■ **Rows**
════════════════

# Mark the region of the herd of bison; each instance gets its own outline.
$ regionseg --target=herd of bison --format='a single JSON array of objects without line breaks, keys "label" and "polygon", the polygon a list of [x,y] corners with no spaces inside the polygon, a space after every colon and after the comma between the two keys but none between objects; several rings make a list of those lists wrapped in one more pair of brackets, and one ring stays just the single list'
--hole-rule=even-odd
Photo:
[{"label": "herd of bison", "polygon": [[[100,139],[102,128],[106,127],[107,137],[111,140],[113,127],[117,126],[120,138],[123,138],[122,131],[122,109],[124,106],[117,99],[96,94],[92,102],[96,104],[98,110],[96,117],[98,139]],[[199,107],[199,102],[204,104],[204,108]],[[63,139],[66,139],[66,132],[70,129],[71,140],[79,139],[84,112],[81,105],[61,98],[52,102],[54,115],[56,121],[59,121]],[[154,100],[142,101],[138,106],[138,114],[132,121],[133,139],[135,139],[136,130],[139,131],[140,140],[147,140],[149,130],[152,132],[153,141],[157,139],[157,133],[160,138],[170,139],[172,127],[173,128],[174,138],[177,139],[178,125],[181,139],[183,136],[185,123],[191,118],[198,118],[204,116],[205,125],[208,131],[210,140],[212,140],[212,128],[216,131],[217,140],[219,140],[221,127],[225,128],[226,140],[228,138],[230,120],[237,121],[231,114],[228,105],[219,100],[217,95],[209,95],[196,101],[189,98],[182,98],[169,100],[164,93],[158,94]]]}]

════════════════

■ **Given task**
Transcribe the entries above word for word, keeping every line as it is.

■ **Reply to the task**
# Mark the region of the herd of bison; each instance gets its own outline.
$ regionseg --target=herd of bison --format='a single JSON array of objects without line breaks, keys "label" and "polygon", the polygon a list of [x,y] corners with no spaces inside the polygon, a space after every colon and after the comma between the two keys but none between objects; several rings make a list of those lists wrapped in one more pair of brackets, and one ring stays just the single list'
--hole-rule=even-odd
Photo:
[{"label": "herd of bison", "polygon": [[[100,139],[102,128],[106,127],[107,137],[111,140],[113,127],[117,126],[120,138],[123,138],[122,131],[122,109],[124,106],[117,99],[96,94],[92,102],[96,104],[98,110],[96,117],[98,139]],[[199,107],[199,102],[204,104],[204,108]],[[63,139],[66,139],[66,132],[70,129],[71,140],[79,139],[84,112],[81,105],[61,98],[52,102],[54,115],[56,121],[59,121]],[[154,100],[142,101],[138,106],[138,114],[132,121],[133,139],[135,139],[136,130],[139,131],[140,140],[147,140],[149,130],[152,132],[153,141],[157,139],[157,133],[160,138],[170,139],[172,127],[173,128],[174,138],[177,139],[178,125],[181,139],[183,136],[185,123],[191,118],[198,118],[204,116],[205,125],[208,131],[210,140],[212,140],[212,128],[216,131],[217,140],[219,140],[221,127],[225,128],[226,140],[228,138],[230,120],[237,121],[231,114],[228,105],[219,100],[217,95],[209,95],[196,101],[189,98],[182,98],[169,100],[164,93],[158,94]]]}]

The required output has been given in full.